[Records excerpted from a collection]
-- -- --

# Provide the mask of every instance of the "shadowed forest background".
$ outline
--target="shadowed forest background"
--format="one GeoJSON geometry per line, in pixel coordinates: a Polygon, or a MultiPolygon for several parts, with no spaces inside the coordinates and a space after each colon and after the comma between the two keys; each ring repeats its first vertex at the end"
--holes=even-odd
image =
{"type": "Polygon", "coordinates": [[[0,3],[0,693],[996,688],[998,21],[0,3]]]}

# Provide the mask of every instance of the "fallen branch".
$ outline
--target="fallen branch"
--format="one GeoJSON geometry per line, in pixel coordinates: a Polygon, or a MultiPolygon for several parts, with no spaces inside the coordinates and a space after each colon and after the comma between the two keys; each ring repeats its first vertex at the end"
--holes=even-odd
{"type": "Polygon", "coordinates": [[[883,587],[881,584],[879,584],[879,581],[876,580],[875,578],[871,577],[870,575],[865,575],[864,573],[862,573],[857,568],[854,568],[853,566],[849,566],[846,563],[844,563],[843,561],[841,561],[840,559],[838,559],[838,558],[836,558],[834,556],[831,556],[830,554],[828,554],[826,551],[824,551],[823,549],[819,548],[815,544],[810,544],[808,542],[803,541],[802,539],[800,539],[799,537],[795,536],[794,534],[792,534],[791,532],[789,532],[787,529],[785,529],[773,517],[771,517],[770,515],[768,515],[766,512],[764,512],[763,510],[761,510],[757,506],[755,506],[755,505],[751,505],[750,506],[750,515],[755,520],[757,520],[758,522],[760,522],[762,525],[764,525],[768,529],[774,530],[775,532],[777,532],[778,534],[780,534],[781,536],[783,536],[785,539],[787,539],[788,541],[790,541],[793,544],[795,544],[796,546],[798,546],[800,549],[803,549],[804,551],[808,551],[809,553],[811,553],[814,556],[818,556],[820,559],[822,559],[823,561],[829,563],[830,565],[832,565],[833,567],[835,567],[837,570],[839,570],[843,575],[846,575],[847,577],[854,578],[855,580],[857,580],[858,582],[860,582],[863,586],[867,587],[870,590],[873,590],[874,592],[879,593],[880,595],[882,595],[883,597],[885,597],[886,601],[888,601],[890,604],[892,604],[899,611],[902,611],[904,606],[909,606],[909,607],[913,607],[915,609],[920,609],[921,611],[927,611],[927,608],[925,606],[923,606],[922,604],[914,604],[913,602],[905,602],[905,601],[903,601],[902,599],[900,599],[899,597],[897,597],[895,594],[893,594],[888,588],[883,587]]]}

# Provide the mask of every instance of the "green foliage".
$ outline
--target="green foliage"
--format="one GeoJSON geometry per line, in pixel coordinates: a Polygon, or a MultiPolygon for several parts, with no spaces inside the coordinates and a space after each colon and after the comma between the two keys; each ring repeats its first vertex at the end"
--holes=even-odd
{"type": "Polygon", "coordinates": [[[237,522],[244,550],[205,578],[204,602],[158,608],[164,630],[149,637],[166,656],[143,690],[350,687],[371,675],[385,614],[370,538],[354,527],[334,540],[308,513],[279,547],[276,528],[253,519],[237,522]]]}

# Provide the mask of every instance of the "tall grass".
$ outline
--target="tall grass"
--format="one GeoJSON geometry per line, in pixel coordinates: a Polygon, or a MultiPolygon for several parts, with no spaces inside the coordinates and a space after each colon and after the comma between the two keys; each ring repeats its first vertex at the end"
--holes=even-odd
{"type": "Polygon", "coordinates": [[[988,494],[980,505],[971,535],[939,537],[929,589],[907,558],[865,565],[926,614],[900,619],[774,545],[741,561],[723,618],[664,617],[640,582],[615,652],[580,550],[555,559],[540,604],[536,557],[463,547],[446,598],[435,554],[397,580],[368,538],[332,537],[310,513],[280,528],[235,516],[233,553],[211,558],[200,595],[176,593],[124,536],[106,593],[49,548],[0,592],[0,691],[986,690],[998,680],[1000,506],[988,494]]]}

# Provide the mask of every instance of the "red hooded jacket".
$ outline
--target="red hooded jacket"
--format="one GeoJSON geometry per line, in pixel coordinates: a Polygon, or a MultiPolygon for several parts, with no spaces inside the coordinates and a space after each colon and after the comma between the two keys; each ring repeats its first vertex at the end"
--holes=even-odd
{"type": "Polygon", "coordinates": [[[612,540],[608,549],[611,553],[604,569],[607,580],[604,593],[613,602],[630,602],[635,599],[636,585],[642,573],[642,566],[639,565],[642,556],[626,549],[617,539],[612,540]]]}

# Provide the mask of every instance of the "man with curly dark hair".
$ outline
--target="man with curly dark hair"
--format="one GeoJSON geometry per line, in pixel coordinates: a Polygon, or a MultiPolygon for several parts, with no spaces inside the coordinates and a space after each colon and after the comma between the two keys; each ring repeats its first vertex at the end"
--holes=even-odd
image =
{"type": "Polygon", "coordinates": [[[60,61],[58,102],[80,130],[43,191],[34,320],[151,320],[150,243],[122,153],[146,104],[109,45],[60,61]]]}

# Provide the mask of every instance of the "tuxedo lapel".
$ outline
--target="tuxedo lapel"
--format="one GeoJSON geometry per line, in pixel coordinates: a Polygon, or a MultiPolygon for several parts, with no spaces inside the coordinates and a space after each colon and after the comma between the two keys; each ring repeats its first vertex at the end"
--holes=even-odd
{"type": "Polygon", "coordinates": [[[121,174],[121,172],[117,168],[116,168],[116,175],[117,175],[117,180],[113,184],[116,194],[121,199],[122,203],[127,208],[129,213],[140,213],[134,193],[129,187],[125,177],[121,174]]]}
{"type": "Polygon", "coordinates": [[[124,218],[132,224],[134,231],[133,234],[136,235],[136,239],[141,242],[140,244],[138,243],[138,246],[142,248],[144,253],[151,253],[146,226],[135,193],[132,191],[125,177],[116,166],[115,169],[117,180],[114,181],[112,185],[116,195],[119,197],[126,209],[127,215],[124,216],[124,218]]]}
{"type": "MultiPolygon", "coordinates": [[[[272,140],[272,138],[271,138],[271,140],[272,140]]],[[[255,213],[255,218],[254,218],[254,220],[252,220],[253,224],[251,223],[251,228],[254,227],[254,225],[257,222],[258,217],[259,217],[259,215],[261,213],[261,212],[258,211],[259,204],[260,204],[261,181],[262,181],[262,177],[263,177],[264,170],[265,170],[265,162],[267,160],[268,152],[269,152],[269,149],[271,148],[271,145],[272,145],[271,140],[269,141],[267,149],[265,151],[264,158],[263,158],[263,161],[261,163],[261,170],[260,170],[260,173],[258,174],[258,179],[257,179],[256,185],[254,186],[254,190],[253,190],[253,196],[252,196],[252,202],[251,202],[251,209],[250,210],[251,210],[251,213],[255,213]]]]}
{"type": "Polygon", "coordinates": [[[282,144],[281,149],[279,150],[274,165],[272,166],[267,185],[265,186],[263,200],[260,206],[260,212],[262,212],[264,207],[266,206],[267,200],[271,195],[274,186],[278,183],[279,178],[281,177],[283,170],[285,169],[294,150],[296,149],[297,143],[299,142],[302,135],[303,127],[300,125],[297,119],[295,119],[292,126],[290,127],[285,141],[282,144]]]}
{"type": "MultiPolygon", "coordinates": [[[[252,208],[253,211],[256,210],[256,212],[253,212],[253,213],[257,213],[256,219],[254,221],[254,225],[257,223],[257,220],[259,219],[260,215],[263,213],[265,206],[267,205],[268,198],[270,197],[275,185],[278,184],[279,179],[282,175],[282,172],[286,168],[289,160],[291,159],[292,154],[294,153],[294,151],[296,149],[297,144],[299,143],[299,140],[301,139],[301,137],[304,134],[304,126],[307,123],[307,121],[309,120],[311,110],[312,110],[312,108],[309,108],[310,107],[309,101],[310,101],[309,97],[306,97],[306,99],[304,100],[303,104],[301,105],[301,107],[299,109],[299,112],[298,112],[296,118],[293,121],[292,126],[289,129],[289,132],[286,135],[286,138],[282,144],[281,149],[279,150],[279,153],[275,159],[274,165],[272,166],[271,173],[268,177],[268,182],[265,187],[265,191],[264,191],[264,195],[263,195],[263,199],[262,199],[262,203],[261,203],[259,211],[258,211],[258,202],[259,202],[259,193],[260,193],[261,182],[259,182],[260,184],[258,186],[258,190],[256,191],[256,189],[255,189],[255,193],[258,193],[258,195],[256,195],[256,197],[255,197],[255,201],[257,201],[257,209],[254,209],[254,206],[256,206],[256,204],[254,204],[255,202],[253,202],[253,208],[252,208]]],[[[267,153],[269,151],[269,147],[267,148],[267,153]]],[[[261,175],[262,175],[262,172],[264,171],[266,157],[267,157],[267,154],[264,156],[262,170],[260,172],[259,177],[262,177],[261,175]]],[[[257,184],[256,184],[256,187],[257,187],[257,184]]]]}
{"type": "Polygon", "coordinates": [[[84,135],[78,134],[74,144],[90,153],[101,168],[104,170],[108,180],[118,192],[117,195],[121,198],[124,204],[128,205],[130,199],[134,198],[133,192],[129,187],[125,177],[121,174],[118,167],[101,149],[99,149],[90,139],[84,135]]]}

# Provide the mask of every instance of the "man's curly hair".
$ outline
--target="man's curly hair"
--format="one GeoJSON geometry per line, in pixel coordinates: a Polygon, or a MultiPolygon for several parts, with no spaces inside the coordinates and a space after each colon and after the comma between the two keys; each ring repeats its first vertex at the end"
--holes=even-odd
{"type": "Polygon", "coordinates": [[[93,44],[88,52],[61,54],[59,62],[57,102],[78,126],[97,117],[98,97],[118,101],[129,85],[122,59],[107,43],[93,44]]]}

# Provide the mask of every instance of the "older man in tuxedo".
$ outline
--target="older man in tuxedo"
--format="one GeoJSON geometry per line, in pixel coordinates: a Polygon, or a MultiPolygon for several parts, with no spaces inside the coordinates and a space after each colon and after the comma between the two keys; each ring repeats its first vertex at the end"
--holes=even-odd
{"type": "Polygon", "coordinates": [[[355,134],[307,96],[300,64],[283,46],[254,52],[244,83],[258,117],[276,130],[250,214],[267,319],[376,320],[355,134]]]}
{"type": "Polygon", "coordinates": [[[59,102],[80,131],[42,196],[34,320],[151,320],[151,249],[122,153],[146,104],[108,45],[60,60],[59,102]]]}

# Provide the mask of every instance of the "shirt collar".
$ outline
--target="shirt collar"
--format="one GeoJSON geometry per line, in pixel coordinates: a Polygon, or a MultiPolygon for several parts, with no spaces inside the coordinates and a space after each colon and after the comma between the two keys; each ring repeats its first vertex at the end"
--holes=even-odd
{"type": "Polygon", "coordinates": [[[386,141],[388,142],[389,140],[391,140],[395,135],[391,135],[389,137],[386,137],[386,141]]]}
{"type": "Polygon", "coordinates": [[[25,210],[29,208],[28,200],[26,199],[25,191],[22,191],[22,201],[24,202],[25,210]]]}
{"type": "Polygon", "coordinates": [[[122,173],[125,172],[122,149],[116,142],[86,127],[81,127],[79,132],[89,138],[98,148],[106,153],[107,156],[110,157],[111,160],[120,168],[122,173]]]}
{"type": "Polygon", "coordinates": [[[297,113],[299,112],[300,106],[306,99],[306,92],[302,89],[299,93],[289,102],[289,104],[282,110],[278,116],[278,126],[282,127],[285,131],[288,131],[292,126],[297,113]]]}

-- -- --

** Instructions for the task **
If a line in the records includes the string "hair", copy it.

** Solution for this task **
# Provide the mask of every instance of the "man with curly dark hair".
--target="man with curly dark hair"
# Provide the mask of every instance of the "man's curly hair".
--target="man's curly hair"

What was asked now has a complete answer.